■ INSTRUCTIONS
a. Condense the paragraph beginning "What the crew had found" in the orchid article below into one shorter sentence that keeps its main facts.
b. From the orchid article below, extract the stretch from "The Tennessee Valley's" through "rare, lovely orchid." word for word.

Start of PASSAGE PROVIDED

The Tennessee Valley's sheer biodiversity means it includes endangered and threatened species. TVA helps care for such species in many ways. Here's an example: a rare, lovely orchid.
APRIL 9, 2019 — TVA botanist Adam Dattilo carefully read the environmental report, expecting it to be like any other. It came from a team of TVA contractors whose routine transmission right-of-way assessments it is his job to oversee. But something in this particular report immediately jumped out at him.
“I remember reviewing the report and talking to the team leader who was in the field,” said Dattilo. “It was fascinating what he found.”
What the crew had found in the fall of 2015 was about 30 dried flower stalks. To the untrained eye they looked like ordinary dying flowers. Think two-week-old Valentine’s bouquet. But for Dattilo, the stalks were both puzzling and intriguing.
“It really didn’t surprise me to find odd plant stalks because TVA’s right-of-ways create habitat for a variety of species,” Datillo said. “What’s surprising is that we’ve had this power line in place since 1948 and never seen this type of plant before.”

End of PASSAGE PROVIDED
Start of DATASET EXCERPTS

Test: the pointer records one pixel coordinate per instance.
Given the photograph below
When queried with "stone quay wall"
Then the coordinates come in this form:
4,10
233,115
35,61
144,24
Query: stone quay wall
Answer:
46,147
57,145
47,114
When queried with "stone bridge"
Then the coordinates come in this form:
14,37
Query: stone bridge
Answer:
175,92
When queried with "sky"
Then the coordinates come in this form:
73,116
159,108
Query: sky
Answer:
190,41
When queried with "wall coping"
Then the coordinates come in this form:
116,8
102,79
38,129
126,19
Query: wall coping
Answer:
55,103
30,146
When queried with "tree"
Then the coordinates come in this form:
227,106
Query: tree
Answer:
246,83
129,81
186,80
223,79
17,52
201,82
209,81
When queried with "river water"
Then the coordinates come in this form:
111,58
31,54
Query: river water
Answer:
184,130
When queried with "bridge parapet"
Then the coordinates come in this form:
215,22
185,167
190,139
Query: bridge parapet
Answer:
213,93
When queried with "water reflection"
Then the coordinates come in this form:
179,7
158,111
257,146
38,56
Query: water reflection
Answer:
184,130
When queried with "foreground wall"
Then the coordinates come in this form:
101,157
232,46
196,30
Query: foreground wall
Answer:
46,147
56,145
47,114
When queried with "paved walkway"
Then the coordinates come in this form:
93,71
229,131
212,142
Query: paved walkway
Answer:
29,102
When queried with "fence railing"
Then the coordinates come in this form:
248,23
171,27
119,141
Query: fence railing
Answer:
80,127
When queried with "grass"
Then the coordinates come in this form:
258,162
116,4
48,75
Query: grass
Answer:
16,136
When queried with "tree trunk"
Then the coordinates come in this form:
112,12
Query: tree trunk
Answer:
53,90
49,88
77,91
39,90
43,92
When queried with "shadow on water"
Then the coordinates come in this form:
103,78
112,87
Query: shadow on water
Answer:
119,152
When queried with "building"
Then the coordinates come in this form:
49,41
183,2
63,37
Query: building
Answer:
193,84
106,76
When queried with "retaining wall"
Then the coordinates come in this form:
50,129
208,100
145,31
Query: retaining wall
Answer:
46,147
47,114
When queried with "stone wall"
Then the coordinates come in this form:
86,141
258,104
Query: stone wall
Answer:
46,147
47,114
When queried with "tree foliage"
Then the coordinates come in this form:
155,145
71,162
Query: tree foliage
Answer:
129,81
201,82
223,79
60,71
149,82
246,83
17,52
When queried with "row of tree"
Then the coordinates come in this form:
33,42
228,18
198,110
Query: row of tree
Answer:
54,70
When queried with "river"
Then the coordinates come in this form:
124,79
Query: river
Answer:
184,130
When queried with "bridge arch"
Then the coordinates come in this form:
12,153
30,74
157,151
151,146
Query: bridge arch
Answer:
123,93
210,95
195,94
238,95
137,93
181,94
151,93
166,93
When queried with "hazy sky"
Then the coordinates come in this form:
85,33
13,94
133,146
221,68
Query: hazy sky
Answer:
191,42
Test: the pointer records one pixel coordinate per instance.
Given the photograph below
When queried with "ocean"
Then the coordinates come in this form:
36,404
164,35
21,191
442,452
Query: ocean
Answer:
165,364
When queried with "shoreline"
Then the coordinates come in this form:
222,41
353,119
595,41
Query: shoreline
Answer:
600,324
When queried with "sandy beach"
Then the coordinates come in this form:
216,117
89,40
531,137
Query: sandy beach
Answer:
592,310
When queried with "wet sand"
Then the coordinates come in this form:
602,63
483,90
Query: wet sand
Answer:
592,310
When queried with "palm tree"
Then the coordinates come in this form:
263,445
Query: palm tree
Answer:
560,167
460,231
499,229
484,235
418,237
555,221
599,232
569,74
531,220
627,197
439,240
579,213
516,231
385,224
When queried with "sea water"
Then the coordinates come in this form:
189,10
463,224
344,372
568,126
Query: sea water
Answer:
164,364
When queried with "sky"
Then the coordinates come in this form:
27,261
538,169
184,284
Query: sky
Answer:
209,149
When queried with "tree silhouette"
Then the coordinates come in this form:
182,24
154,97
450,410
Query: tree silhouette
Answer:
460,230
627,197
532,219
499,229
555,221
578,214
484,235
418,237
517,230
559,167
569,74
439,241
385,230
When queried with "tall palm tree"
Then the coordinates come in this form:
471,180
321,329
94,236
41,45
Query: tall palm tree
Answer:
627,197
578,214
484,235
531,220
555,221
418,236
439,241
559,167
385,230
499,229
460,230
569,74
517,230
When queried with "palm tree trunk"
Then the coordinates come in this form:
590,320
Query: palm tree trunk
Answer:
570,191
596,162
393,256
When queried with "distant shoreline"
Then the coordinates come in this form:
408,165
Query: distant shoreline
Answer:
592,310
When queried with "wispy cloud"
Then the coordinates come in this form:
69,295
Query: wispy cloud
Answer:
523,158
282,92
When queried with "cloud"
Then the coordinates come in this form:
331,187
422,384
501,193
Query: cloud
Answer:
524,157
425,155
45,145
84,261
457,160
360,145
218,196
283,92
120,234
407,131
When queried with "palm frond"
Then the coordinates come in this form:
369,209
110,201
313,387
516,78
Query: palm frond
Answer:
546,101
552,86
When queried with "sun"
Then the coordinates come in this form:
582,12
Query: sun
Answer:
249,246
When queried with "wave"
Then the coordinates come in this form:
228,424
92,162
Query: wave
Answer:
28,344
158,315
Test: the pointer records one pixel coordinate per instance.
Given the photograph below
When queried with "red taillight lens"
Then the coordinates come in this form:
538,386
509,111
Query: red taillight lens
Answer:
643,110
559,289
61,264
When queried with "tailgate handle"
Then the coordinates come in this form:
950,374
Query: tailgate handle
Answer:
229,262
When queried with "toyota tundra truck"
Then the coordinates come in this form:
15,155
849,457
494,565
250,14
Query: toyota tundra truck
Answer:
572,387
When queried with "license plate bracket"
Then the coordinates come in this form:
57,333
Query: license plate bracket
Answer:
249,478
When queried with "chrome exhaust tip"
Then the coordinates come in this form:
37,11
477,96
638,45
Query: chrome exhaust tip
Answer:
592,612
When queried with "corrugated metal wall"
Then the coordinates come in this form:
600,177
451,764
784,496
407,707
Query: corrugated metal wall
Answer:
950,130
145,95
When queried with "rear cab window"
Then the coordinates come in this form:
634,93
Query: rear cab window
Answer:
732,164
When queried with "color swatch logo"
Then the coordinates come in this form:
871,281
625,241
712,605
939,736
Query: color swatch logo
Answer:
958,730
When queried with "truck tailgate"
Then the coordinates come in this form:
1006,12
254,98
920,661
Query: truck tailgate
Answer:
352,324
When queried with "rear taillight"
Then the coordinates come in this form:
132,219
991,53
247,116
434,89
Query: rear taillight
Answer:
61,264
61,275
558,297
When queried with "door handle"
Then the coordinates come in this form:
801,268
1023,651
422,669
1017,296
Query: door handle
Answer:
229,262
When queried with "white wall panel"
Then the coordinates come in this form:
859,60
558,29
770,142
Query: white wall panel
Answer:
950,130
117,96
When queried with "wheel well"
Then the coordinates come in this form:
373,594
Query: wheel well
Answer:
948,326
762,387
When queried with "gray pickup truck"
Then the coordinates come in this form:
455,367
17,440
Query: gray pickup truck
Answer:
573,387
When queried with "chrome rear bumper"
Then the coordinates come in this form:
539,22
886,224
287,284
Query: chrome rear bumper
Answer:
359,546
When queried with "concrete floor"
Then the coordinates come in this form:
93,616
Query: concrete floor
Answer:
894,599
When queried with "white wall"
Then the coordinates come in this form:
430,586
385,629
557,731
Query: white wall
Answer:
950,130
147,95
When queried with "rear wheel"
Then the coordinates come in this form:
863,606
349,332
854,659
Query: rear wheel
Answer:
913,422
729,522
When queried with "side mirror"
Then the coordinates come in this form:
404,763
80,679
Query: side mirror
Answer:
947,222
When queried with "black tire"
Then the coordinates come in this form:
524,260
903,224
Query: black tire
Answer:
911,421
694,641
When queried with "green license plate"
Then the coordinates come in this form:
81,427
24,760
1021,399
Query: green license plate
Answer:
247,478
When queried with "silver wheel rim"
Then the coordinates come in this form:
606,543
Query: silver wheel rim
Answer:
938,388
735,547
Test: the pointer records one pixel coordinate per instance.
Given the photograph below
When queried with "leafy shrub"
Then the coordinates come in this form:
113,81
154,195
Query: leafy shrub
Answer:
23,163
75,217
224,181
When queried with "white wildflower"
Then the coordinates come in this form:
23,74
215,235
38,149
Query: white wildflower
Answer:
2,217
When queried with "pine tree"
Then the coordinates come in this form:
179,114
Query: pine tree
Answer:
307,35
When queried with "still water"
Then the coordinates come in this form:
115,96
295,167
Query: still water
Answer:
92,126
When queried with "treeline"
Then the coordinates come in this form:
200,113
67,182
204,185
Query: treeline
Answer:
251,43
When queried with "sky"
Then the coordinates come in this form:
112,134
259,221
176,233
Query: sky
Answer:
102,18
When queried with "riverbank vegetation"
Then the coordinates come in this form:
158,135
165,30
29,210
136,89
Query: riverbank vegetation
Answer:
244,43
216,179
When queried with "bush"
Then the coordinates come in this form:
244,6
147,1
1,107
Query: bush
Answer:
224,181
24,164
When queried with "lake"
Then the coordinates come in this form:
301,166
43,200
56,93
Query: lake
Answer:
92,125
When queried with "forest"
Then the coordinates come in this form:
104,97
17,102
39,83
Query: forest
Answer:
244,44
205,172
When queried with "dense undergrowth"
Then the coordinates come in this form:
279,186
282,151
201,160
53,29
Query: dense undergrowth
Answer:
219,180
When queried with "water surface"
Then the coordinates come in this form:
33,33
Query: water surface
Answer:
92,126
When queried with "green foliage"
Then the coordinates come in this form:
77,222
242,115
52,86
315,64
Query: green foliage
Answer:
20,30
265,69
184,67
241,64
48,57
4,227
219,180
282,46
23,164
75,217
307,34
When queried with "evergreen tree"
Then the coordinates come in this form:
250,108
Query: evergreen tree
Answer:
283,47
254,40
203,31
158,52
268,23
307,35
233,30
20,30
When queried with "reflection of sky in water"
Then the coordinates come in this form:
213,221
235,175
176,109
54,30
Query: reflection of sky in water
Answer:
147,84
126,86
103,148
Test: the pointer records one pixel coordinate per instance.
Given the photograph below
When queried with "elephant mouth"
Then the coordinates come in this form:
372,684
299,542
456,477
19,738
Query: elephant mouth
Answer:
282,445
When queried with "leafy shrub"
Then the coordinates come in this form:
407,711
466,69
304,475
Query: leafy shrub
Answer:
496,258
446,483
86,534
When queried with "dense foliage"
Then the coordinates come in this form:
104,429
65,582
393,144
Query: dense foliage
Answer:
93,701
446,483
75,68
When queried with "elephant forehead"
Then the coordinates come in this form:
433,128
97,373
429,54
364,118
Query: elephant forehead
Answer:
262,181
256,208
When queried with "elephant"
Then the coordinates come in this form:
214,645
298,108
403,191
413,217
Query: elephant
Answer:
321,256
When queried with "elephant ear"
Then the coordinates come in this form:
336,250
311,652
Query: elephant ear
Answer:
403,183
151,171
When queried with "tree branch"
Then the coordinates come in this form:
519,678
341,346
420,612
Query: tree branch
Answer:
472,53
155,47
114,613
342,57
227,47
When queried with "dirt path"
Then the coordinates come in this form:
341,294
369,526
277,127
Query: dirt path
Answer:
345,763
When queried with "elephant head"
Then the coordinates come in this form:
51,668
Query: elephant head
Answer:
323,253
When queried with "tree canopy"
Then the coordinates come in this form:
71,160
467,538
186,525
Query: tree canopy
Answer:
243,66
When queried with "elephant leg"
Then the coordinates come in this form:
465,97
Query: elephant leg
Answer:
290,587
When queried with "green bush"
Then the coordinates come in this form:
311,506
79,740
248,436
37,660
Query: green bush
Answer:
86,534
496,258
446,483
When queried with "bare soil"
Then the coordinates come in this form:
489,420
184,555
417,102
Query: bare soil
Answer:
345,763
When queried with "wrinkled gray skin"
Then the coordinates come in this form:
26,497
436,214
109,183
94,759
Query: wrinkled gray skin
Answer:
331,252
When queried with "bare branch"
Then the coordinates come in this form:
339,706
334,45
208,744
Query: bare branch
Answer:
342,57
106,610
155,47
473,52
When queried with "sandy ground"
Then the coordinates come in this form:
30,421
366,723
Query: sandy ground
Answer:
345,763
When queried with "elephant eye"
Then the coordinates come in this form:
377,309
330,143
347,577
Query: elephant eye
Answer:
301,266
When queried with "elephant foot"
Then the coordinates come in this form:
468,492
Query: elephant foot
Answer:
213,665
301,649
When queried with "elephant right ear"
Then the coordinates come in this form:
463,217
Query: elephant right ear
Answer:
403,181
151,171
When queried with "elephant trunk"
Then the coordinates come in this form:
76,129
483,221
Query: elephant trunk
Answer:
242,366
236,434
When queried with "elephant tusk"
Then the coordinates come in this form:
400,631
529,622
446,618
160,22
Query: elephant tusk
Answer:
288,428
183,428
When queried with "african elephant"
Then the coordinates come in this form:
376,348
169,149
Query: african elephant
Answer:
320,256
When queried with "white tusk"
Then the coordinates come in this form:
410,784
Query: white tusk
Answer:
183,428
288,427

End of DATASET EXCERPTS

■ ANSWERS TO THE PROBLEMS
a. In fall 2015, the crew found about 30 dried flower stalks that looked like ordinary dying flowers to the untrained eye but that Dattilo found both puzzling and intriguing.

b.
The Tennessee Valley's sheer biodiversity means it includes endangered and threatened species. TVA helps care for such species in many ways. Here's an example: a rare, lovely orchid.